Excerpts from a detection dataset

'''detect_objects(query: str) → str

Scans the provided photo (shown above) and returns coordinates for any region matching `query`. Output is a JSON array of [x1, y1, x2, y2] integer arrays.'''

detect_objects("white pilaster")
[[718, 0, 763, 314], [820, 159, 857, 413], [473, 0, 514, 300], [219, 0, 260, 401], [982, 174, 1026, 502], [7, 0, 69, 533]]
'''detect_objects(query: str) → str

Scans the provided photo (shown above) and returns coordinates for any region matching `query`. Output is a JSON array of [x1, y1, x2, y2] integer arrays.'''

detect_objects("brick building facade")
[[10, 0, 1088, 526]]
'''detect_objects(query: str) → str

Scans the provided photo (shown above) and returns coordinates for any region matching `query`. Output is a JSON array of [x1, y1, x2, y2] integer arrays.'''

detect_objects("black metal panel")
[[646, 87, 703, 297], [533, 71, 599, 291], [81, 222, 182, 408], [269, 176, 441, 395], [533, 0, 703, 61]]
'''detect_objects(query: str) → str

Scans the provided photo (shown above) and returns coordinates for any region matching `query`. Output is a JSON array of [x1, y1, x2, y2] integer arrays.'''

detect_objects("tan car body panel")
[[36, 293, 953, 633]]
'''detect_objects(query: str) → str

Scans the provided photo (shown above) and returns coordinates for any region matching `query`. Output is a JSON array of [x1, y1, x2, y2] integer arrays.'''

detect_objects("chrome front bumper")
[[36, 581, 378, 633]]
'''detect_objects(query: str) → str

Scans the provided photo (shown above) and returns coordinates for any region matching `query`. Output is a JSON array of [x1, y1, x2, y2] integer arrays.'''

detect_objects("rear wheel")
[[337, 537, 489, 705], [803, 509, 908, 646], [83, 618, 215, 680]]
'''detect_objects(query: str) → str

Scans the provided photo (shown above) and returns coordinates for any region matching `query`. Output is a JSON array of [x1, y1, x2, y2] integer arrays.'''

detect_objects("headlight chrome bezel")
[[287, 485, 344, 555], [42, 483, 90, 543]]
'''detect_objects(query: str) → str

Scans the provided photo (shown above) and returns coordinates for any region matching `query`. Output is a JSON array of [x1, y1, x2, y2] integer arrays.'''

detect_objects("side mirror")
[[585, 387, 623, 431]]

- [Work required]
Reproduce all of the material above word for word, keeping every line in its original order.

- [Task result]
'''detect_objects(query: str) → str

Scans the provided photo (shown above) and returns coordinates for any region matching `query`. Output is a JSON array of [x1, y1, x2, y2] integer arrays.'''

detect_objects("white pilaster")
[[718, 0, 763, 314], [820, 159, 857, 413], [473, 0, 514, 300], [219, 0, 260, 401], [982, 174, 1026, 502], [7, 0, 69, 533]]
'''detect_objects(query: str) → str

Scans the provided photo (shown above) and returns coordinates for any region matching `query`. Output is a JSON array of [x1, y1, x2, y2] integer arrays.'''

detect_objects("brick building facade")
[[10, 0, 1088, 526]]
'''detect_objects(query: str) → str

Scans the provided photo (shown above) and returns coordinates for any region matching `query`. Output is a JSON array of [x1, y1, x2, y2] integer arrays.'''

detect_objects("black metal panel")
[[646, 87, 703, 297], [533, 71, 599, 291], [81, 222, 182, 408], [269, 176, 441, 395], [533, 0, 703, 61]]
'''detect_objects(query: str) → str

Scans the provided photo (shown above) and returns coordinates for any region matching `query`. Output is a JSON array of [x1, y1, x2, y2] integer arrays.'''

detect_objects("tan car body panel")
[[36, 293, 953, 633]]
'''detect_objects(query: str) → str

Scans the provided photo (shown above) and returns coordinates for any region matching `query`. Output is a JSON array of [x1, y1, x2, y2] integer arrays.'''

detect_objects("chrome front bumper")
[[36, 581, 378, 633]]
'''detect_objects(query: str) → str

Scans the provided photo (shown above) and returns coordinates for any region matching `query`. Output is a JSON array of [x1, y1, x2, y2] integer arrays.'''

detect_objects("rear wheel")
[[337, 537, 489, 705], [803, 509, 908, 646], [83, 618, 215, 680]]
'''detect_objects(query: str) → str

Scans the provided photo (shown above) and returns coordinates for any region matching `query`. Output is a JSON array of [x1, y1, x2, y2] integer arrays.'''

detect_objects("headlight chrome bezel")
[[287, 485, 344, 555], [42, 483, 90, 543]]
'''detect_objects(query: str) → str

Scans the provided photo (shown above) and returns coordinates for any region matching `query`. Output is a JSON array of [x1, y1, x2, y2] integer arrays.'''

detect_objects("side mirror")
[[585, 387, 623, 431]]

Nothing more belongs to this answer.